* _Prompt_
Please work out how many lines in the records below include the word "order", and reply with that number only.

^^^^

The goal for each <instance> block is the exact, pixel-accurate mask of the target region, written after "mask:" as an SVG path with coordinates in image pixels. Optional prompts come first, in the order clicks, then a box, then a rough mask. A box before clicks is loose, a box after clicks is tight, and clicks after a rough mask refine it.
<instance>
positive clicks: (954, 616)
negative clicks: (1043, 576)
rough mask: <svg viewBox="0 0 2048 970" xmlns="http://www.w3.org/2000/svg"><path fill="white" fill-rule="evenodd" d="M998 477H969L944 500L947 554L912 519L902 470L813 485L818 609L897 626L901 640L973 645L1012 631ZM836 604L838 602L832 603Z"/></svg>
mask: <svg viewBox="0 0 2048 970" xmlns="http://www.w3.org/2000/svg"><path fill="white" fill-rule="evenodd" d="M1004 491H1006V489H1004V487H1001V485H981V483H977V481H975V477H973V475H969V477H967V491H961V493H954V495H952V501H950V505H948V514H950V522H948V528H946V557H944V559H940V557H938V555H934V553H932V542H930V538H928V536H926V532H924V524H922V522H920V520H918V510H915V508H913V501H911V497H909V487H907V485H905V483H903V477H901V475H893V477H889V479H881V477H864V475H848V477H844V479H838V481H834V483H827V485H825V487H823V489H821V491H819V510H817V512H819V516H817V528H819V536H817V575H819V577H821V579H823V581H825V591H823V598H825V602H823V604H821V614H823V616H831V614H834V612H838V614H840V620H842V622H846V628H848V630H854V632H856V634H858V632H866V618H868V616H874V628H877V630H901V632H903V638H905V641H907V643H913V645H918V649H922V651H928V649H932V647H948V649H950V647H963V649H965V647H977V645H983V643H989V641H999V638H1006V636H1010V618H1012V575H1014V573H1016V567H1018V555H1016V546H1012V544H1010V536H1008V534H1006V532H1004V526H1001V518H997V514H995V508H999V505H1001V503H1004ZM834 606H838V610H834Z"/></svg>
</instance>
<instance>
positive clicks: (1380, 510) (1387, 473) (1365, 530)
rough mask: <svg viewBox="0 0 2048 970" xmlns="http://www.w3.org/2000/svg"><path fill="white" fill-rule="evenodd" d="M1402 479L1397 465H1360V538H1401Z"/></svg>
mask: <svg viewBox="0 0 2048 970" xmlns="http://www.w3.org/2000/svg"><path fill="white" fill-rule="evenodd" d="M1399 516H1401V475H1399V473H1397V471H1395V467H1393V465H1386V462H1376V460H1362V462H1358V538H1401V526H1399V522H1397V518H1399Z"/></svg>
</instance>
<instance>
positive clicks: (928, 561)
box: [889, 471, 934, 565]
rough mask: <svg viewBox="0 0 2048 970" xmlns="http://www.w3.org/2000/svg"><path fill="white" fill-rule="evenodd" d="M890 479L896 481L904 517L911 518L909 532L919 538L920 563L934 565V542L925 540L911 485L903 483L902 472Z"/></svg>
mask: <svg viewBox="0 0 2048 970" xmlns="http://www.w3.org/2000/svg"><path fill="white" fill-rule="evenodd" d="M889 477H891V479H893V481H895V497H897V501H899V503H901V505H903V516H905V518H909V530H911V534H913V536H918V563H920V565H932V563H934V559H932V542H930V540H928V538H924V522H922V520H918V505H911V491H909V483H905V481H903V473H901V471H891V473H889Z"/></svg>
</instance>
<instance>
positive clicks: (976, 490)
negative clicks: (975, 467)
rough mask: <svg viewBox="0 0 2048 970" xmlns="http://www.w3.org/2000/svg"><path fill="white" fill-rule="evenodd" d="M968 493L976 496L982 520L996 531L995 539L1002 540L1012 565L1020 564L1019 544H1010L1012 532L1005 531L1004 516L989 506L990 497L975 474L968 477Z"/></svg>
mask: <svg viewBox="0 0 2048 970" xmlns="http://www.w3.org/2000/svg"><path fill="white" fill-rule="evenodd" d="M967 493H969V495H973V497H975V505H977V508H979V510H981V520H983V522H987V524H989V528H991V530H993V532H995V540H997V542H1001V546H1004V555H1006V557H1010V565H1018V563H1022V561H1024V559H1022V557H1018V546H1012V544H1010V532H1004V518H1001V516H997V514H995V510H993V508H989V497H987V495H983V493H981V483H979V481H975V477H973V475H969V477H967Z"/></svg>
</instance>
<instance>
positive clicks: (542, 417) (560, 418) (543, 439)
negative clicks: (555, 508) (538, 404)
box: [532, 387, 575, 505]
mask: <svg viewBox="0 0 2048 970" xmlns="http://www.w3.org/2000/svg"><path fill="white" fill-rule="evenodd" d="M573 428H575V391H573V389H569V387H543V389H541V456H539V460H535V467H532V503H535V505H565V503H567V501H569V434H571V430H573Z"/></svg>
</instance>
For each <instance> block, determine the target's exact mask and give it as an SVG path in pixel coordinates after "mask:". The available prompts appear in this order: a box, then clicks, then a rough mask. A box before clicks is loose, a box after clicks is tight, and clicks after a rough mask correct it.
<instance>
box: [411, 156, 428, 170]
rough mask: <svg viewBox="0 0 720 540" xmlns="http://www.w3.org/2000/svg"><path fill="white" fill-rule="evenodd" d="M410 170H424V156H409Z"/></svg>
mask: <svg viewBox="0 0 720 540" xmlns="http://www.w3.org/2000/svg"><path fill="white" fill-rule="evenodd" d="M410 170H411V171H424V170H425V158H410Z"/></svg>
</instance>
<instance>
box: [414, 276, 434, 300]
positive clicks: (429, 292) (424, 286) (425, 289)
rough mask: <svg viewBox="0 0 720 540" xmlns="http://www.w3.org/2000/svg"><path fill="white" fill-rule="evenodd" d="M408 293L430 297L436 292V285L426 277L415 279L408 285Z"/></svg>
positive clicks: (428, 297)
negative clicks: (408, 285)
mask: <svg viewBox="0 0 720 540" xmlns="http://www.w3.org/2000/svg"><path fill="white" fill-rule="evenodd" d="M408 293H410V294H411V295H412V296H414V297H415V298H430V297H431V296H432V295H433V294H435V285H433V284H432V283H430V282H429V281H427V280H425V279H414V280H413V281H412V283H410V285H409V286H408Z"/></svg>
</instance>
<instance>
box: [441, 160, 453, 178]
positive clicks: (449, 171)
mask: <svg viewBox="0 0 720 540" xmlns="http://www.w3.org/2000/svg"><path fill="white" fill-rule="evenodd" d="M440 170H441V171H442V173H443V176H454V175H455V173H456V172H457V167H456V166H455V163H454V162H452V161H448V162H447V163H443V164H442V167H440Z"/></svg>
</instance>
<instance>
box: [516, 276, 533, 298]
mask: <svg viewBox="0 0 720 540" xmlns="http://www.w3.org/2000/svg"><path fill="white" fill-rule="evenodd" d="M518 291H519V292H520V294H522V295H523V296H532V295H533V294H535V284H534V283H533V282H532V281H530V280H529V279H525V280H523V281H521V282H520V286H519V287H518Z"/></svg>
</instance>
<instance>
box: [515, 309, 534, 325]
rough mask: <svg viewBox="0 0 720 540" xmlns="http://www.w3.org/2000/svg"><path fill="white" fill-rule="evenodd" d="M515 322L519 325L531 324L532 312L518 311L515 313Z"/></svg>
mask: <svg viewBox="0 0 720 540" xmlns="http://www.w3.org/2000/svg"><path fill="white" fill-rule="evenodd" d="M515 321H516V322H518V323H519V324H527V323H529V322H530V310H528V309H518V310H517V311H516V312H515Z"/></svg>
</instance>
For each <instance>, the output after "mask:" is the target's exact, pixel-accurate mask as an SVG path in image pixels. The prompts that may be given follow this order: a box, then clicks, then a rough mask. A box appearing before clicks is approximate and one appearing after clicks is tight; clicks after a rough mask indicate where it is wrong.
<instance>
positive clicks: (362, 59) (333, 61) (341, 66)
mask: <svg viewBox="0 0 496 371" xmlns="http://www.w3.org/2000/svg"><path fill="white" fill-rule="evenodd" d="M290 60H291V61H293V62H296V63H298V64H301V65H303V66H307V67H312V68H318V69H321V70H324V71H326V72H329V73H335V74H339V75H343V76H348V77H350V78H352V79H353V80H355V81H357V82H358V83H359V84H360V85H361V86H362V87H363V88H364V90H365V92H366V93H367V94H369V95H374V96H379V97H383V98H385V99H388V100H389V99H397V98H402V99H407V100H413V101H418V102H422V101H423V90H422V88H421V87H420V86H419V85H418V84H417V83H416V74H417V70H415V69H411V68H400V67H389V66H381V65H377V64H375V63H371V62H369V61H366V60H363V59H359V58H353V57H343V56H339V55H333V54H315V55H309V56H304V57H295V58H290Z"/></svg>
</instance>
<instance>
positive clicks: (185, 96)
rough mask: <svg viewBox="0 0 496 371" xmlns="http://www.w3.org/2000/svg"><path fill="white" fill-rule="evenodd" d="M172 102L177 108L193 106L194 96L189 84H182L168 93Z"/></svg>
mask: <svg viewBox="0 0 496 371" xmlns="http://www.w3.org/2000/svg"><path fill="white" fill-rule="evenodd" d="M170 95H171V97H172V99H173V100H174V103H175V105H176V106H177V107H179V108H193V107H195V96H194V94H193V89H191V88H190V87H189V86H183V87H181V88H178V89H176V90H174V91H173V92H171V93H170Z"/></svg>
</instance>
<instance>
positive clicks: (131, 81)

^^^^

* _Solved problem_
3